■ Documento:
- - - - - - -

16/09/2012

DA CRISE EM QUE VIVEMOS

Já tenho dado noutros locais, nomeadamente e-mail e facebook, a minha opinião sobre a situação que atravessamos e que, obviamente, não é nova. Tivemos, entretanto, uma manifestação dantesca que congregou literalmente o Povo, assim com A maiúsculo, desde os filhos pequenos aos adultos de várias classes. Não, foi, todavia, uma manifestação contra a TSU ou contra Passos Coelho. A TSU é apenas o argumento para se mostrar, mais do que qualquer inquietação, um generalizado descontentamento com a  classe política em geral.

- - - - - - -

■ Enunciado a:
Responda com base no texto sobre a crise:
(i) Em que locais já tinha sido dada a opinião sobre a situação que se atravessa?
(ii) Segundo o texto, a manifestação congregou o Povo desde quem até quem?
(iii) A TSU é apenas o argumento para se mostrar o quê?

[Linhas brutas]

- - - - - - -

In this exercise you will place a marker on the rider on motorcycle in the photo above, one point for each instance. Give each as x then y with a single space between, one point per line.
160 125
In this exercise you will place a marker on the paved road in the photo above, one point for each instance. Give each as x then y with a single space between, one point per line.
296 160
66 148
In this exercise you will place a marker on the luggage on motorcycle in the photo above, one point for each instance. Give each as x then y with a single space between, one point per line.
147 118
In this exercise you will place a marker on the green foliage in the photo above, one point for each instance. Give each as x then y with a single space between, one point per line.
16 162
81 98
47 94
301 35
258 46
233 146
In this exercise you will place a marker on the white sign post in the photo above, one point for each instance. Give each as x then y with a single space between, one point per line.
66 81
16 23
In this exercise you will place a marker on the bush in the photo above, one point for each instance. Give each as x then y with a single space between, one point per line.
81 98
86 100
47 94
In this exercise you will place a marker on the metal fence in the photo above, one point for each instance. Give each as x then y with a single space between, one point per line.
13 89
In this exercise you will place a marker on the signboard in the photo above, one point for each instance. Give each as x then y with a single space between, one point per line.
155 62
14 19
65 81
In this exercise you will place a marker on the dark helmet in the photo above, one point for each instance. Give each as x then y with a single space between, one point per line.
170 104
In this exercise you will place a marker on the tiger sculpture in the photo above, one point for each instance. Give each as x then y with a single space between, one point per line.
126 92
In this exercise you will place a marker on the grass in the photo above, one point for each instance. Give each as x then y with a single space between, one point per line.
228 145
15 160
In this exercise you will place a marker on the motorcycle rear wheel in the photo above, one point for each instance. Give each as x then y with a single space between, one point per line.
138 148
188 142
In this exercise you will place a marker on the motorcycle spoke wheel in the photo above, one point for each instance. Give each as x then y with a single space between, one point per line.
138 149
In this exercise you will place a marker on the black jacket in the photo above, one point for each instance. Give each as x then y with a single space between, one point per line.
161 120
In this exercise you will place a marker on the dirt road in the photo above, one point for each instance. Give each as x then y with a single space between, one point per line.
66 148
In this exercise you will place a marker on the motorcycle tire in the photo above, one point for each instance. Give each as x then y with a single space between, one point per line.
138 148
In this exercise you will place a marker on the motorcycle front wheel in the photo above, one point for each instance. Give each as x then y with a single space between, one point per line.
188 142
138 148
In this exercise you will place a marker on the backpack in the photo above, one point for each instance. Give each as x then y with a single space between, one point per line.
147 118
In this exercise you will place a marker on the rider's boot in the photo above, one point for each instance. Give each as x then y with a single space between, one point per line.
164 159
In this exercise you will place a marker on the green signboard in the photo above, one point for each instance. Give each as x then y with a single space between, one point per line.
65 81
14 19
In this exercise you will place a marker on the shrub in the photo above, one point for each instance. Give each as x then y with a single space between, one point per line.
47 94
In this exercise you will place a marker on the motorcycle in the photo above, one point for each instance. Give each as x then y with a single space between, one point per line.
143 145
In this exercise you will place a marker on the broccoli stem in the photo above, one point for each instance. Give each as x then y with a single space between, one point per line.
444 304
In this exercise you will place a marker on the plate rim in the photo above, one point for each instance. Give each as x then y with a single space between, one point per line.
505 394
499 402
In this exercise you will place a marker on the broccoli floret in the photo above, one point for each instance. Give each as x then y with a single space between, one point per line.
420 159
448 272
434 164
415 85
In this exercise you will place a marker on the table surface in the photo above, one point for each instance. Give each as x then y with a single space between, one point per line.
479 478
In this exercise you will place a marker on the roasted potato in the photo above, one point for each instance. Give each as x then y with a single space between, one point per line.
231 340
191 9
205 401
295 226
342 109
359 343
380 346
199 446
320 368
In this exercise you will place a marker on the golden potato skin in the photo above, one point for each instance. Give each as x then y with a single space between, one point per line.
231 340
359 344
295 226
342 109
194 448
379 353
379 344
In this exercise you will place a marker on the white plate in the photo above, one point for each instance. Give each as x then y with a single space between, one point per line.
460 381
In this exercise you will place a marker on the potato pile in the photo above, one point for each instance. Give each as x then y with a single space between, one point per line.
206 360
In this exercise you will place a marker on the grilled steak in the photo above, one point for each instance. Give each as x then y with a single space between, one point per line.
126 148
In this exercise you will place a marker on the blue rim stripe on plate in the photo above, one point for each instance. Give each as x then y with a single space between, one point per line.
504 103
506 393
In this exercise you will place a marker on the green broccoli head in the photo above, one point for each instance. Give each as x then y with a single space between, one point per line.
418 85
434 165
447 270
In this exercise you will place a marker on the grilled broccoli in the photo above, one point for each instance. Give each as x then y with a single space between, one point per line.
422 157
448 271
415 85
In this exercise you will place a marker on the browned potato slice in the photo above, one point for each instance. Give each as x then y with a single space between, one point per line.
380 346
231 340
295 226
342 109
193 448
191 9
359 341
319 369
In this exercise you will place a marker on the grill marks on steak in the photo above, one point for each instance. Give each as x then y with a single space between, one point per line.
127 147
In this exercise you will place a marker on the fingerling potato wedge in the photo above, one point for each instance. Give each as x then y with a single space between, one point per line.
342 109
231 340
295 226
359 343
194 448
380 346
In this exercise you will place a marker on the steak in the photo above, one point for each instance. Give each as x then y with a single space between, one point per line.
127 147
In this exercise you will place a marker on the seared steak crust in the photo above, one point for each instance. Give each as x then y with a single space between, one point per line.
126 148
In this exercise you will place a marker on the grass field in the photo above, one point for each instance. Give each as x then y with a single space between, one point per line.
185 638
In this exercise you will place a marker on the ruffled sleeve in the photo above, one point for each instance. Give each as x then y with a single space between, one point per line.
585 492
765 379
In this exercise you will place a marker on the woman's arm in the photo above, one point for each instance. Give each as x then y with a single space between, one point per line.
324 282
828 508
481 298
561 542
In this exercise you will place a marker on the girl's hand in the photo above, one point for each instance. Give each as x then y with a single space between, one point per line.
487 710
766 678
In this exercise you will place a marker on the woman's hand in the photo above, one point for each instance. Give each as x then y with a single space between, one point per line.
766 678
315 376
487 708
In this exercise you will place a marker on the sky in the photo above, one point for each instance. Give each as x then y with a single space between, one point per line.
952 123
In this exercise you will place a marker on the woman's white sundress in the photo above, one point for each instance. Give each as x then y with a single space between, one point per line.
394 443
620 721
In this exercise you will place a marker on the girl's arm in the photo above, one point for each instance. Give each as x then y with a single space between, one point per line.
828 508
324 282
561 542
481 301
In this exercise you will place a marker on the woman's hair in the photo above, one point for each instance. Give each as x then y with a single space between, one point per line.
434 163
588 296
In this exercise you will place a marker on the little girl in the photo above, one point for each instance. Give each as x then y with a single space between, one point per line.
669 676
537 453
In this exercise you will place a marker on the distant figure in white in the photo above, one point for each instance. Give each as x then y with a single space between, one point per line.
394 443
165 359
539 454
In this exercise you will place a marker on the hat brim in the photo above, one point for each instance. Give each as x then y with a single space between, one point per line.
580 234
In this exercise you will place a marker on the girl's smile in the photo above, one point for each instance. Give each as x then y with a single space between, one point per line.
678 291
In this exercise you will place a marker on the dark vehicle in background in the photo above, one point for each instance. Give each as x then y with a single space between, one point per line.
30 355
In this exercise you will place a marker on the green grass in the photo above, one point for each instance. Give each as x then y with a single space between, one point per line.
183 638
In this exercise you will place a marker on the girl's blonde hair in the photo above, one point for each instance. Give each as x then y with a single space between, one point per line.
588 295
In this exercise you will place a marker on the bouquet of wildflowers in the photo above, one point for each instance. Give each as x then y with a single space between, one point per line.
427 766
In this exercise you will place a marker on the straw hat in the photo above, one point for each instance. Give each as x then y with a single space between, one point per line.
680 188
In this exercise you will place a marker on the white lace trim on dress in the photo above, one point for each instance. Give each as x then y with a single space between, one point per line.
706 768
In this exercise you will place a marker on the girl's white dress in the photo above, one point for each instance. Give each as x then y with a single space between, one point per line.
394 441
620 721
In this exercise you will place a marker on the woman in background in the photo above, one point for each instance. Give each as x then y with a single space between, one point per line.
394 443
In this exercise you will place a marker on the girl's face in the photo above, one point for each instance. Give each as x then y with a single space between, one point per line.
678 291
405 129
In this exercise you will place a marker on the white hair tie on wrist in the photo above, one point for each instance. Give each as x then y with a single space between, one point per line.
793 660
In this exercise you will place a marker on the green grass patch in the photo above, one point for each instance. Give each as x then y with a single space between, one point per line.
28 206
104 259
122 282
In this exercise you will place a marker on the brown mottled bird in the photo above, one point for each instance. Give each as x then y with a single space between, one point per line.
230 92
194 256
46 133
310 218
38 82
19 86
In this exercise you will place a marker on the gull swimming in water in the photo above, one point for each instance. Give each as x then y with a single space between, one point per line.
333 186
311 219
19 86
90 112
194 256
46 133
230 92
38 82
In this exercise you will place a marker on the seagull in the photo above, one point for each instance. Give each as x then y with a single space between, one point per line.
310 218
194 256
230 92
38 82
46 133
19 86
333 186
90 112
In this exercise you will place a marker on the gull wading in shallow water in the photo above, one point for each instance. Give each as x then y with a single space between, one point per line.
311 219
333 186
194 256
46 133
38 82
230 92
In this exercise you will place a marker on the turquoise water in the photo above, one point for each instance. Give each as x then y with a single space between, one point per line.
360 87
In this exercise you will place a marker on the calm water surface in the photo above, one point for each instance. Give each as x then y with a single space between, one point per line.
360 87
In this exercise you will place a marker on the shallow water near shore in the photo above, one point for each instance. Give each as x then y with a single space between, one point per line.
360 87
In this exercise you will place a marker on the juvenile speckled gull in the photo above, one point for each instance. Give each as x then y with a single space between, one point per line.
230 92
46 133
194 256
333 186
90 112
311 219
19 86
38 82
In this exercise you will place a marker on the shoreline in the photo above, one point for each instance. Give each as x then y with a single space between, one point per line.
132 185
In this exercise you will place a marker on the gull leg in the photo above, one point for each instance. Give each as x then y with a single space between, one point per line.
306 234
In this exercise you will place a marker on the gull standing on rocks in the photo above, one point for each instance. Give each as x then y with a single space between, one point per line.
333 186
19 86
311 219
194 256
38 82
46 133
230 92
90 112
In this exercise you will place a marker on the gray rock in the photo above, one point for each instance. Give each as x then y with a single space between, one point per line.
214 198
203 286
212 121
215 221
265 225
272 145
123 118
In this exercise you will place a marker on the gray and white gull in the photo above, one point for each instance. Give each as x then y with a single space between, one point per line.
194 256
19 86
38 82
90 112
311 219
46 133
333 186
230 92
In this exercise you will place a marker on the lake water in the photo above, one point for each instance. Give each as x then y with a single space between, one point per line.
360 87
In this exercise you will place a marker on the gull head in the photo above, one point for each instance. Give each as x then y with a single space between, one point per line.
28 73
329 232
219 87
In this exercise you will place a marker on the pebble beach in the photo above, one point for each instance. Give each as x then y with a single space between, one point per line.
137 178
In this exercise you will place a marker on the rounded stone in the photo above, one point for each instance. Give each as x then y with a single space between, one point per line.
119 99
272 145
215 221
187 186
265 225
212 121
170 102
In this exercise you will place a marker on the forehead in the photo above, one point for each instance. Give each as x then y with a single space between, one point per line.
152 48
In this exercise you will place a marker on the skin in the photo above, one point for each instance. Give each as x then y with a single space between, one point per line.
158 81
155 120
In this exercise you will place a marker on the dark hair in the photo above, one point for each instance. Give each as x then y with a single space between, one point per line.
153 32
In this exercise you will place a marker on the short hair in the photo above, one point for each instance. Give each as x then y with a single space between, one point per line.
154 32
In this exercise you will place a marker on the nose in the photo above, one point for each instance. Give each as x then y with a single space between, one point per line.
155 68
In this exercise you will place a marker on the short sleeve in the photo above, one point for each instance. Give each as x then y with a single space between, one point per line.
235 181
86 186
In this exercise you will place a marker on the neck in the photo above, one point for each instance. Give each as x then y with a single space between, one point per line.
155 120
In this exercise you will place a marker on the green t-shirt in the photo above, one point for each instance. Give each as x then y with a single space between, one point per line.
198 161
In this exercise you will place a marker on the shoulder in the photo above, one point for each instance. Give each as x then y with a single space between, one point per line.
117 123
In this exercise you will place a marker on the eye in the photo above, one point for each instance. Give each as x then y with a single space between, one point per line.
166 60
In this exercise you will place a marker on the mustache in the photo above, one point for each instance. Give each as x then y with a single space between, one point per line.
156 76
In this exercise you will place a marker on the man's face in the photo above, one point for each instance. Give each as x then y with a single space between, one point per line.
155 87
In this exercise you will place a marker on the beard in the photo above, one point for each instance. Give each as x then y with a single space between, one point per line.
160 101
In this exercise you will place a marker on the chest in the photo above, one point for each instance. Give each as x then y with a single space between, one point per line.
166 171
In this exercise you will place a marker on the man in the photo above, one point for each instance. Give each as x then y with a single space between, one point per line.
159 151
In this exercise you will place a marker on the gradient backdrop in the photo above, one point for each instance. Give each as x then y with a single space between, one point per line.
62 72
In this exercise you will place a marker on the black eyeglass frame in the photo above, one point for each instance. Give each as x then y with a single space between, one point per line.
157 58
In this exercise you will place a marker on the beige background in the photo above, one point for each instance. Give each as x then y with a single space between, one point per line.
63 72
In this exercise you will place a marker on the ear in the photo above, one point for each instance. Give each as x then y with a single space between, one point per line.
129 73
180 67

- - - - - - -

■ Enunciado b: Reúna, das linhas acima, todas as que contêm a string "rider". Maiúsculas e minúsculas contam.

■ Resposta a:
(i) Por e-mail e no facebook.
(ii) Desde os filhos pequenos até os adultos de várias classes.
(iii) Um descontentamento generalizado com a classe política em geral.

■ Resposta b:
In this exercise you will place a marker on the rider on motorcycle in the photo above, one point for each instance. Give each as x then y with a single space between, one point per line.
In this exercise you will place a marker on the rider's boot in the photo above, one point for each instance. Give each as x then y with a single space between, one point per line.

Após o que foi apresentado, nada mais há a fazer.